Records from a data source:
>>
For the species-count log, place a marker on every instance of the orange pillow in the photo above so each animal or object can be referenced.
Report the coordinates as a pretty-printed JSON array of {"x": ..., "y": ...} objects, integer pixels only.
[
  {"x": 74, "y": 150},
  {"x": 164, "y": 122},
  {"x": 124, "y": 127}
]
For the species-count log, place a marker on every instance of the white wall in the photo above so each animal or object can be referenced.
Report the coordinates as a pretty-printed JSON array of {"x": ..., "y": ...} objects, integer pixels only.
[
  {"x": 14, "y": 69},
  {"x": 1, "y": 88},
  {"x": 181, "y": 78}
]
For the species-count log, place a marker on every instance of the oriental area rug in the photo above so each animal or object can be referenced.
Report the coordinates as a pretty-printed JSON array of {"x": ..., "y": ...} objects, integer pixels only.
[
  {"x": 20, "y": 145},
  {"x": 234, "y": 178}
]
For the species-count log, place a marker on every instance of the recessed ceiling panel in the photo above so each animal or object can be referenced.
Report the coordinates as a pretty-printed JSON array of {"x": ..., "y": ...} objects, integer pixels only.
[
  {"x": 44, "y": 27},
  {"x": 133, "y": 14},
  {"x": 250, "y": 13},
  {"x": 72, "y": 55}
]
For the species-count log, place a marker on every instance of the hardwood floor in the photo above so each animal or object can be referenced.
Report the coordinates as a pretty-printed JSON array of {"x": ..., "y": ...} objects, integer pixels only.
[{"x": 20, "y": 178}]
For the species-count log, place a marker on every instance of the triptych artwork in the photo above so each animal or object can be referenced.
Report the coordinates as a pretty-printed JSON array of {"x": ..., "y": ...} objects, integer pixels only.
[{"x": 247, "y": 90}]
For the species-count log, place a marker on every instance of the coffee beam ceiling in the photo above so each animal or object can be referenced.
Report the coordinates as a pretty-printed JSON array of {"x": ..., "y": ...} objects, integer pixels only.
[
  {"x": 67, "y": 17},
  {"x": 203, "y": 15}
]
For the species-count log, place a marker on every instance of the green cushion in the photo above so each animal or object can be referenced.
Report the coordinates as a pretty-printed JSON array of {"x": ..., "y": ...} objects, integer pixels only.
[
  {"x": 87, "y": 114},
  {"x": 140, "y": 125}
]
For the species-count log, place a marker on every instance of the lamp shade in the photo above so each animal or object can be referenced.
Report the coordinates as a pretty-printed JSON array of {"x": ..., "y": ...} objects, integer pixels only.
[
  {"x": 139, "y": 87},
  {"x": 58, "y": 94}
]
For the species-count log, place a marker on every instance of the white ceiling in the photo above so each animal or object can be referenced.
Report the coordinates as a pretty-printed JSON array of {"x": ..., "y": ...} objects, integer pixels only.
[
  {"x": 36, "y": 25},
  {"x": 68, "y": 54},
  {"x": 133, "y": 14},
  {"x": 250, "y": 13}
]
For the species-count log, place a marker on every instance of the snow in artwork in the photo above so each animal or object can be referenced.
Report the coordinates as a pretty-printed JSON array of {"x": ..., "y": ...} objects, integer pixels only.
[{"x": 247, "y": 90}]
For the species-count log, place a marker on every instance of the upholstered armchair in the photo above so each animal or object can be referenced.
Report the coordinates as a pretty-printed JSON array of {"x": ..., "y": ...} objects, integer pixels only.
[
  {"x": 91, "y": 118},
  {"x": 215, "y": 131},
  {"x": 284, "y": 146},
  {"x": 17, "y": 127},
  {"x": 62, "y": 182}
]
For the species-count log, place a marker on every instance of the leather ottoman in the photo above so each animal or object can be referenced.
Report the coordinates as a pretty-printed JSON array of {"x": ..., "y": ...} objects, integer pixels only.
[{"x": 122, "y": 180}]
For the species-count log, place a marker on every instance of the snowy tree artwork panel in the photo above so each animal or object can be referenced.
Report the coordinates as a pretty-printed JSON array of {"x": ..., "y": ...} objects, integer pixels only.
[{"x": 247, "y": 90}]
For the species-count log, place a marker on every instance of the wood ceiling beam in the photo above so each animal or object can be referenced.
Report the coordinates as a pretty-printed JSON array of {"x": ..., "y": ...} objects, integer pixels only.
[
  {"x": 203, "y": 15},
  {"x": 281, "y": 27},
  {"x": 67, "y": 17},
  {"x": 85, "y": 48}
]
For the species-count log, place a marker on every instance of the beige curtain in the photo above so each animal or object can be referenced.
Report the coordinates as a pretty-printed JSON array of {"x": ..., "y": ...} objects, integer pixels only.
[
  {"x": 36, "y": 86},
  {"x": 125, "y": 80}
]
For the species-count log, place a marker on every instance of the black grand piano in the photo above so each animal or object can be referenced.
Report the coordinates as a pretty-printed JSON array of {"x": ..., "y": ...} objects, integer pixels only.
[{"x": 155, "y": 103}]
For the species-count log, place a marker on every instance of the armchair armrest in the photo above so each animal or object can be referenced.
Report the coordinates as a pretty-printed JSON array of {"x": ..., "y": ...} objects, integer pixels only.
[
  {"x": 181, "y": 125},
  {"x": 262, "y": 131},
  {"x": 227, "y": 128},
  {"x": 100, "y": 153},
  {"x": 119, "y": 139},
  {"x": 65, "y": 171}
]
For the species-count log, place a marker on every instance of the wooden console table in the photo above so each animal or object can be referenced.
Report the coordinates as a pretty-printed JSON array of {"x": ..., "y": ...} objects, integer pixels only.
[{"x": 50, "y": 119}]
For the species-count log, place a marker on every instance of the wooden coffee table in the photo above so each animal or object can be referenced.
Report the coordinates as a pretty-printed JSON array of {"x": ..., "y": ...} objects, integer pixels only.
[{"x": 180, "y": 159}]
<<
● OBJECTIVE: Copy all the records above precisely.

● THE OUTPUT:
For the species-count log, place a marker on every instance of the orange pillow in the photo above so each animal or object can be referenced.
Report the coordinates as a pretty-printed JSON array of {"x": ..., "y": ...} objects, integer pixels only.
[
  {"x": 74, "y": 150},
  {"x": 164, "y": 122},
  {"x": 124, "y": 127}
]
For the species-count log, place a marker on every instance of the white wall in the photo above so each animal or object can be referenced.
Report the coordinates as a pretty-printed JSON array of {"x": ..., "y": ...} objects, integer pixels only.
[
  {"x": 14, "y": 69},
  {"x": 1, "y": 88},
  {"x": 181, "y": 78}
]
For the species-count log, place a marker on every instance of the oriental area rug in the photo above so each animal or object can be referenced.
Report the coordinates as a pretty-printed JSON array of {"x": ..., "y": ...} objects, integer pixels only.
[
  {"x": 20, "y": 145},
  {"x": 234, "y": 178}
]
For the species-count log, place a marker on every instance of the recessed ceiling panel in the photo above so each animal or object can be referenced.
Report the coordinates as a pretty-printed JSON array of {"x": ..., "y": ...} objects, integer pixels only.
[
  {"x": 44, "y": 27},
  {"x": 133, "y": 14},
  {"x": 250, "y": 13},
  {"x": 72, "y": 55}
]
For the species-count log, place a marker on every instance of the hardwood floor in the photo above so each animal or object can be referenced.
Report the coordinates as a pretty-printed JSON array of {"x": ..., "y": ...} objects, integer pixels only.
[{"x": 20, "y": 178}]
For the species-count log, place a marker on every instance of the triptych artwork in the photo above so each animal or object can be referenced.
Report the coordinates as a pretty-printed JSON array of {"x": ..., "y": ...} objects, integer pixels only.
[{"x": 247, "y": 90}]
For the species-count log, place a marker on every instance of the coffee beam ceiling in the photo above so each animal or object can be referenced.
Report the coordinates as a pretty-printed JSON array of {"x": ..., "y": ...} objects, integer pixels only.
[
  {"x": 67, "y": 17},
  {"x": 203, "y": 15}
]
For the species-count log, place a marker on every instance of the green cushion in the photo above so each animal or object can be referenced.
Report the coordinates as a pretty-printed JSON array of {"x": ..., "y": ...} objects, integer pixels only.
[
  {"x": 87, "y": 114},
  {"x": 140, "y": 125}
]
For the species-count log, place a marker on every instance of the lamp shade in the photo above so each animal or object can be referenced.
Report the coordinates as a pretty-printed JSON array of {"x": ..., "y": ...} objects, integer pixels only.
[
  {"x": 139, "y": 87},
  {"x": 58, "y": 94}
]
For the species-count log, place a marker on every instance of the white ceiling in the photo above so each animal or object can be referenced.
Report the coordinates as a pretty-printed JSON array of {"x": ..., "y": ...} objects, integer pixels only.
[
  {"x": 36, "y": 25},
  {"x": 68, "y": 54},
  {"x": 133, "y": 14},
  {"x": 250, "y": 13}
]
For the species-count log, place a marker on every instance of the snow in artwork in the photo above so each animal or object can be referenced.
Report the coordinates as a pretty-printed JSON array of {"x": ..., "y": ...} objects, integer pixels only.
[{"x": 247, "y": 90}]
For the species-count log, place a marker on every instance of the upholstered armchair in the photo above so each animal or object can be referenced.
Report the coordinates as a pretty-printed JSON array of {"x": ..., "y": ...} objects, integer pixels only.
[
  {"x": 91, "y": 118},
  {"x": 215, "y": 131},
  {"x": 284, "y": 146},
  {"x": 17, "y": 127},
  {"x": 62, "y": 182}
]
For the species-count log, place a marker on every instance of the leather ottoman in the photo above so each animal or object can be referenced.
Report the coordinates as a pretty-printed JSON array of {"x": ..., "y": ...} objects, integer pixels only.
[{"x": 122, "y": 180}]
For the species-count log, place a marker on every instance of the snowy tree artwork panel in the photo above so each animal or object can be referenced.
Report the coordinates as a pretty-printed JSON array of {"x": ..., "y": ...} objects, integer pixels only.
[{"x": 247, "y": 90}]
For the species-count log, place a marker on every instance of the wood ceiling beam in the photo above so each animal or object can be referenced.
Report the coordinates as a pretty-printed JSON array of {"x": ..., "y": ...} objects, integer pixels only.
[
  {"x": 203, "y": 15},
  {"x": 281, "y": 27},
  {"x": 67, "y": 17},
  {"x": 85, "y": 48}
]
For the species-count log, place a marker on every instance of the beige curtain in the photo above so each animal or object can be referenced.
Report the coordinates as a pretty-printed JSON array of {"x": ..., "y": ...} objects, integer pixels only.
[
  {"x": 36, "y": 86},
  {"x": 125, "y": 80}
]
For the species-count log, place a marker on every instance of the black grand piano in the photo above so each animal or object can be referenced.
Report the coordinates as a pretty-printed JSON array of {"x": ..., "y": ...} objects, integer pixels only.
[{"x": 155, "y": 103}]
For the species-count log, place a marker on every instance of the armchair armrest in the photo above so each animal or object can be referenced.
Report the coordinates as a pretty-printed JSON array of {"x": ..., "y": ...} objects, integer pixels only.
[
  {"x": 181, "y": 125},
  {"x": 262, "y": 131},
  {"x": 227, "y": 128},
  {"x": 100, "y": 153},
  {"x": 119, "y": 139},
  {"x": 65, "y": 171}
]
For the species-count log, place a marker on every instance of the wooden console table in the photo above so each animal or object can be referenced.
Report the coordinates as a pretty-printed JSON array of {"x": ..., "y": ...} objects, integer pixels only.
[{"x": 50, "y": 119}]
For the species-count log, place a marker on every instance of the wooden coffee table in the photo above so each animal or object can be referenced.
Report the coordinates as a pretty-printed JSON array of {"x": ..., "y": ...} objects, integer pixels only.
[{"x": 180, "y": 159}]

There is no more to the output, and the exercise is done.